━━━━━ Extract to read ━━━━━

# Young adult or puppy for family



## mrs.campbell (Apr 7, 2014)

Hi. I was raised with GSDs pretty much my whole life. I have been married going on 13 yrs. and we have a human pack of our own.  We moved out to 5 acres and are fencing a few acres this summer. I am due to have my own baby early June. I had originally wanted to skip the puppy stage and get an adult or juvi. I have been watching rescues and ads for the past few yrs. Kinda a hobby. After speaking to my vet and friends I am thinking with small kids in the home along with 2 indoor cats, rescues may not be a great idea. Many older dogs over a yr. it seems are being sold because the person didn't train it and I am not wanting to try to undo what the person failed to do. I do plan on having 2 GSDs. I read the thread on getting 2 puppies at a time and that idea took a quick dive. SO here are my questions.
1. What is the best way to get 2 GSD. My original idea was get 2 puppies and get through the puppy stage at once. Articles show maybe a bad idea. 

2. I am not looking to show etc. I want sound, family dogs with good hips etc. that can run, play go for walks and do what a large active family does and be good at protection. I am not looking to spend $1,500 to $2000 for a dog. I am happy with a hobby breeder. I don't care about papers as much as a sound dog. I am picky with color. I want a straight back more than slope. I might need more education on this. However, It doesn't look right to me.

3. Can herd children. JOKE! 

4. I guess I really want to research the heck out of this and know all I can. I want the right dog the first time. Is there a way to get a young adult without kid and cat issues? I am happy with a puppy, but at what point can I add another? Any incite would be most appreciated.

A little background. From the time I was in diapers I was tripping over a puppy. Maybe the puppy was tripping over me. We (my family growing up) have had cat killers and high drive and no drive dogs. My parents had a protection GSD shipped out with a trainer from Cali when I was 17 yrs old and that trainer worked with me for the weekend. I am now 33, so I am rusty and green. I am not afraid of work nor am I afraid of a GSD. I do though have a lot to learn and relearn. Out of high school I wanted to breed and train them for protection like Hank(parents dog) Walking that 110 GSD I felt like nothing could harm me. He was like a hairy guardian angel. lol I want to add I am a stay at home mom and will be in the home with the dogs through the day. I have a large van and can take them most places.


----------

━━━━━

** What this exercise asks **
**1)** Write out the part of the forum post about choosing a German Shepherd that opens with the words containing "4. I guess I" and closes with "be most appreciated.".
**2)** Translate this sentence from the forum post about choosing a German Shepherd into Spanish: "We moved out to 5 acres and are fencing a few acres this summer."

━━━━━ Given material ━━━━━

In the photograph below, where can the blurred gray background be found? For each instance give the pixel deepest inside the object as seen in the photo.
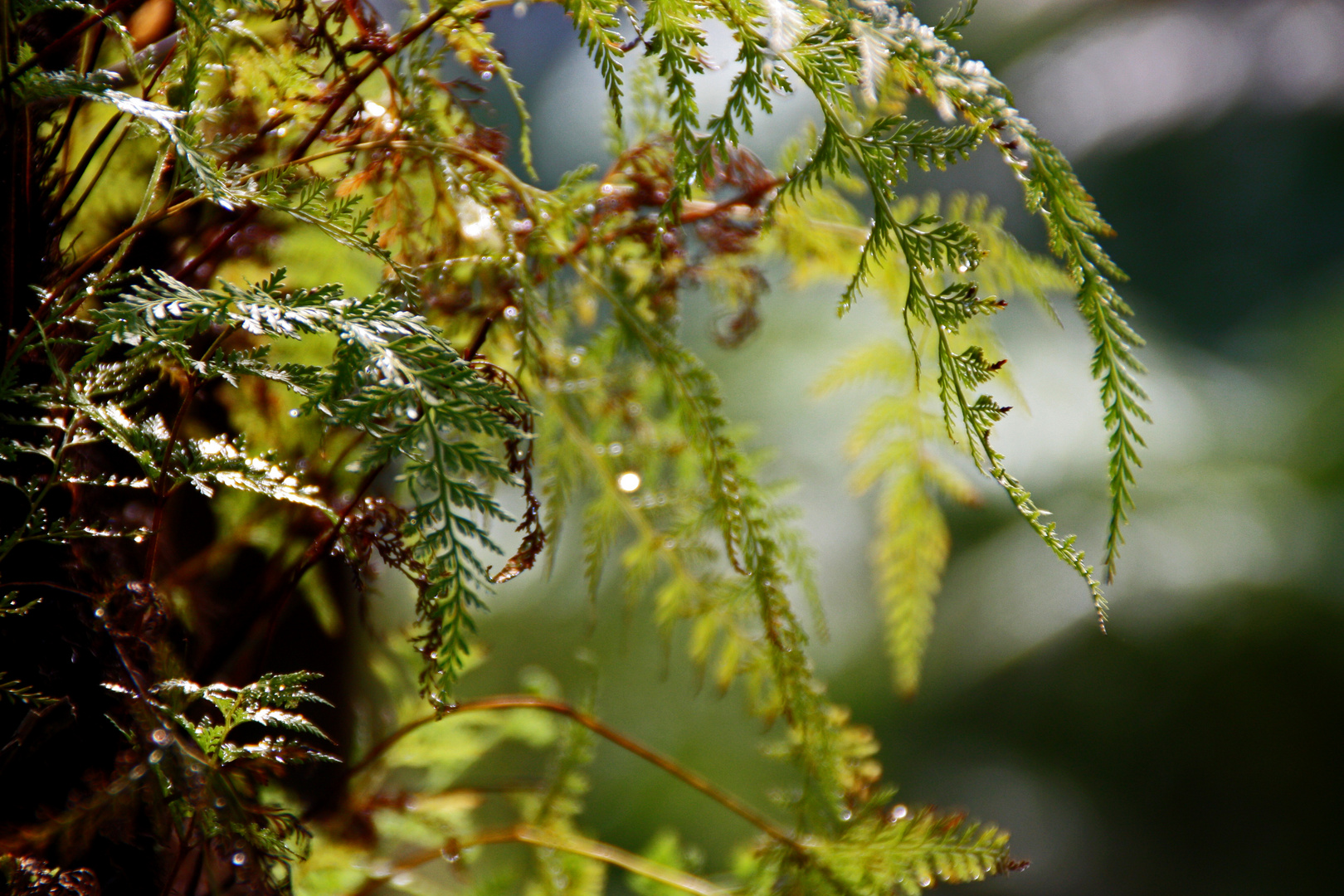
(1188, 751)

━━━━━

** Answer set **
**1)**
4. I guess I really want to research the heck out of this and know all I can. I want the right dog the first time. Is there a way to get a young adult without kid and cat issues? I am happy with a puppy, but at what point can I add another? Any incite would be most appreciated.

**2)** Nos mudamos a un terreno de 5 acres y este verano vamos a cercar unos cuantos acres.